ESTRATTO FORNITO ::
┌──
Franco Battiato – La voce del padroneEMI - 1981

Ma chi era, allora, questo Battiato?

Franco Battiato – La voce del padrone
EMI – 1981

Non proprio un fulmine a ciel sereno, ma quasi. E dire che Franco Battiato aveva già alle spalle una carriera ultradecennale cosparsa di esperimenti, progressive e qualche incursione nell’avanguardia. Non solo, la svolta pop era arrivata due anni prima, grazie all’incontro con Giusto Pio e all’intercessione del manager e produttore Angelo Carrara, che lo fece passare alla Emi e di nuovo alla “forma canzone”. L’era del cinghiale bianco (1979) e Patriots (1980), che il tempo archivierà con il marchio di capolavori assoluti, al momento dell’uscita faticano pure a entrare in classifica. Ma a sventolare bandiera bianca, il nostro, non ci pensa neanche.

Passammo l’estate… ed ecco Franco Battiato – La voce del padrone 

Perché la bomba è pronta a esplodere, anche se nessuno osa immaginarlo e nessuno ci crede, protagonisti inclusi. Franco Battiato – La voce del padrone esce il giorno dell’equinozio di autunno del 1981, in sordina, senza far rumore, tanto che in pochi se ne accorgono. Le sette canzoni però sedimentano, germogliano, poi fioriscono ed entrano prepotentemente nel cuore di un paese nell’anno dei mondiali e nei decenni a venire: il 33 giri resta al primo posto delle classifiche nostrane, ininterrottamente, tra il maggio e l’ottobre del 1982, ed è il primo album a oltrepassare il milione di copie vendute in Italia. Se non è un miracolo questo

 

L’estate non è solitaria, con l’eco di un cinema all’aperto e un refrain sfiorato dal sintetizzatore che i maligni ritroveranno un po’ scopiazzato qualche anno dopo da un certo Boss del New Jersey mentre canta I’m On Fire.
└──
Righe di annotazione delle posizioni
┌──
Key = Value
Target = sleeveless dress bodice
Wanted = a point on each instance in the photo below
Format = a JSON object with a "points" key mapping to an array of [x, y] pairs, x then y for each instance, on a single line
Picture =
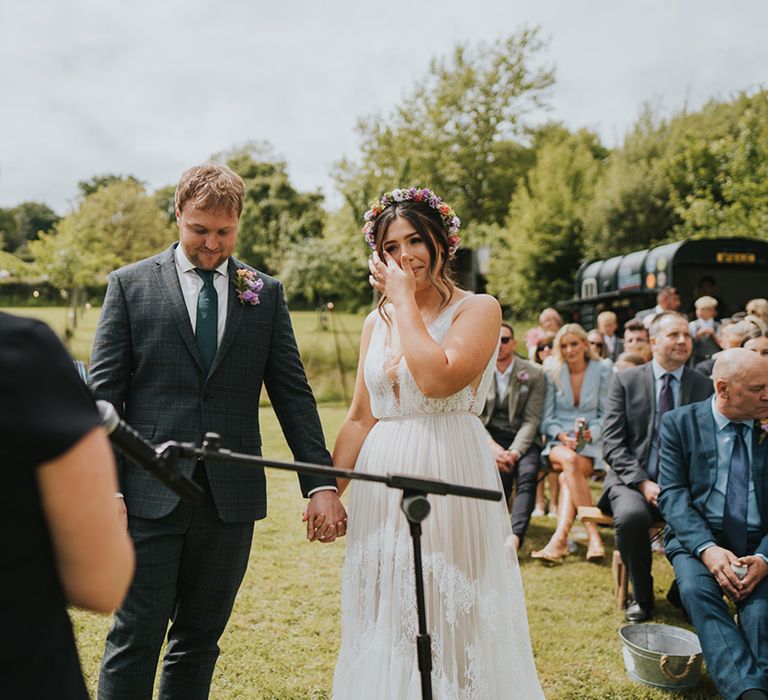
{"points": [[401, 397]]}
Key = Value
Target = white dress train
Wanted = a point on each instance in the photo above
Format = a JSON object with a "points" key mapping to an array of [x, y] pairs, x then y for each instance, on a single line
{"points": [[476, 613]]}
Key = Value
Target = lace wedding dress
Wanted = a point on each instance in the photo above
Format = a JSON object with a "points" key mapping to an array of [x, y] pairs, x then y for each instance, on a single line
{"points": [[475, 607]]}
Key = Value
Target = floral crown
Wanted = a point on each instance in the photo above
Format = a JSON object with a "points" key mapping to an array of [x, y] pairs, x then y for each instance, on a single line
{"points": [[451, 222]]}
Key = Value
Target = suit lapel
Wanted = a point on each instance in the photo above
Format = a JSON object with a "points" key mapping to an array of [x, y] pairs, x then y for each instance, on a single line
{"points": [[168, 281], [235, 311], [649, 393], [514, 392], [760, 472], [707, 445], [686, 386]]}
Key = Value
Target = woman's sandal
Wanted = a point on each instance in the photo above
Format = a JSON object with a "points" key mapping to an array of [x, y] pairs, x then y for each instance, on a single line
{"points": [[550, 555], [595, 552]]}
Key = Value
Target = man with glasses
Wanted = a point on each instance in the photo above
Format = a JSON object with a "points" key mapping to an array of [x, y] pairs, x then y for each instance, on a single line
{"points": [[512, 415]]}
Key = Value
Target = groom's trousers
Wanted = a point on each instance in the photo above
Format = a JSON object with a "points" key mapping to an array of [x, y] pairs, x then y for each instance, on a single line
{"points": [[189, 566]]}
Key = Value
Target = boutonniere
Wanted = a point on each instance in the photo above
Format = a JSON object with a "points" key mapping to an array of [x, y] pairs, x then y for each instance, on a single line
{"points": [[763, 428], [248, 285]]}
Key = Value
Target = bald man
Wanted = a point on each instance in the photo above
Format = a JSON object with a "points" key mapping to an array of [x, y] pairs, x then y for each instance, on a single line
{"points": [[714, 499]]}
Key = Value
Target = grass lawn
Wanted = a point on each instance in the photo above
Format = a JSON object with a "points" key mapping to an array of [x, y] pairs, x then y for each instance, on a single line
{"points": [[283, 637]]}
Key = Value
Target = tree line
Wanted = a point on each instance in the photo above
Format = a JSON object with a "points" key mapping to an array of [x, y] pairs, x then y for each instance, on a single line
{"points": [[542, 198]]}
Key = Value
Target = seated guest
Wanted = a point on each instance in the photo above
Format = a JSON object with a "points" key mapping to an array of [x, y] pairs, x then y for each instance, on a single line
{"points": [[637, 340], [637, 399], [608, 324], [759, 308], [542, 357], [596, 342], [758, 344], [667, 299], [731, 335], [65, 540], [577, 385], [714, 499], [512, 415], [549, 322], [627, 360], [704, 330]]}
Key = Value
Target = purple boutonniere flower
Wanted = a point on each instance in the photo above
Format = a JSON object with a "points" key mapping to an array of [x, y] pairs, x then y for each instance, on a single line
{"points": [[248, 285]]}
└──
CONSEGNA ::
Elenca tutte le persone che l'estratto fornito su La voce del padrone indica con nome e cognome.

ESERCIZIO SVOLTO ::
Franco Battiato, Giusto Pio, Angelo Carrara